Verilen Metin:
<<<<

Yasin Aktay: Aynen. Yani Allah’ın günleri hiçbir zaman hiçbir toplum için kalıcı değildir. En mükemmel toplumu kurduğunuzda bile o toplum için bir dönemdir o, o dönem gelir geçer, hani gün olur devran döner hesabı… Hepimiz aslında dünyada bunun hesabını yaparsak çok daha farklı, çok daha iyi bir yerde oluruz. Birbirimize karşı saygımız daha çok fazla olur ve birbirimizi dikkate alan bir hayat yaşamış oluruz. Yani her nefis ölümü tadacaktır der gibi, her iktidar eninde sonunda gidişi de tadacaktır. Önemli olan bu dünyada neyi bırakmış olduğumuz. Gerçekten değerlerimizle uyuşan bir hoş seda bırakıp bırakmadığımızla ölçülmüş olacağız eninde sonunda. Bir kriz anının ürettiği bir şeydir karizma aynı zamanda ama aynı zamanda bunun bir devran işi olduğunu da unutmamak gerekiyor. Başımıza isabet eden birtakım talih kuşlarının da kalıcı olmadığını düşünmek gerek.

>>>>

Etiketleme veri kümesi kayıtları:
<<<<

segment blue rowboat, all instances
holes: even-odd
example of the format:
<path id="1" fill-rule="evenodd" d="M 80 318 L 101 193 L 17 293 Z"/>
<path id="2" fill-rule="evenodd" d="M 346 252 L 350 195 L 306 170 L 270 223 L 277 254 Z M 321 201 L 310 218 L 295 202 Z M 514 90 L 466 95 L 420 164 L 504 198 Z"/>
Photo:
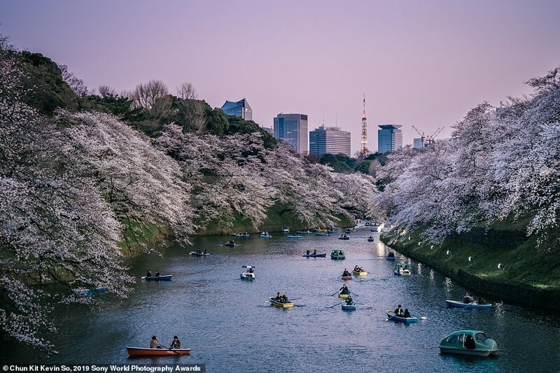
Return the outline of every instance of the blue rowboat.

>>>>

Görevler:
**A.** Metne göre aşağıdaki soruları yanıtlayın:
(i) Her iktidar eninde sonunda neyi tadacaktır?
(ii) Karizmayı ne üretir?
(iii) Başımıza isabet eden neyin kalıcı olmadığını düşünmek gerekir?
**B.** Listenin tamamını "blue rowboat" yerine "red canoe" koyarak yeniden yazın, geri kalan her şeyi aynen bırakın. Resimleri cevaba almayın.

Görev Çözümleri:
**A.**
(i) Gidişi tadacaktır.
(ii) Bir kriz anı üretir.
(iii) Birtakım talih kuşlarının kalıcı olmadığını düşünmek gerekir.

**B.**
segment red canoe, all instances
holes: even-odd
example of the format:
<path id="1" fill-rule="evenodd" d="M 80 318 L 101 193 L 17 293 Z"/>
<path id="2" fill-rule="evenodd" d="M 346 252 L 350 195 L 306 170 L 270 223 L 277 254 Z M 321 201 L 310 218 L 295 202 Z M 514 90 L 466 95 L 420 164 L 504 198 Z"/>
Photo:
Return the outline of every instance of the red canoe.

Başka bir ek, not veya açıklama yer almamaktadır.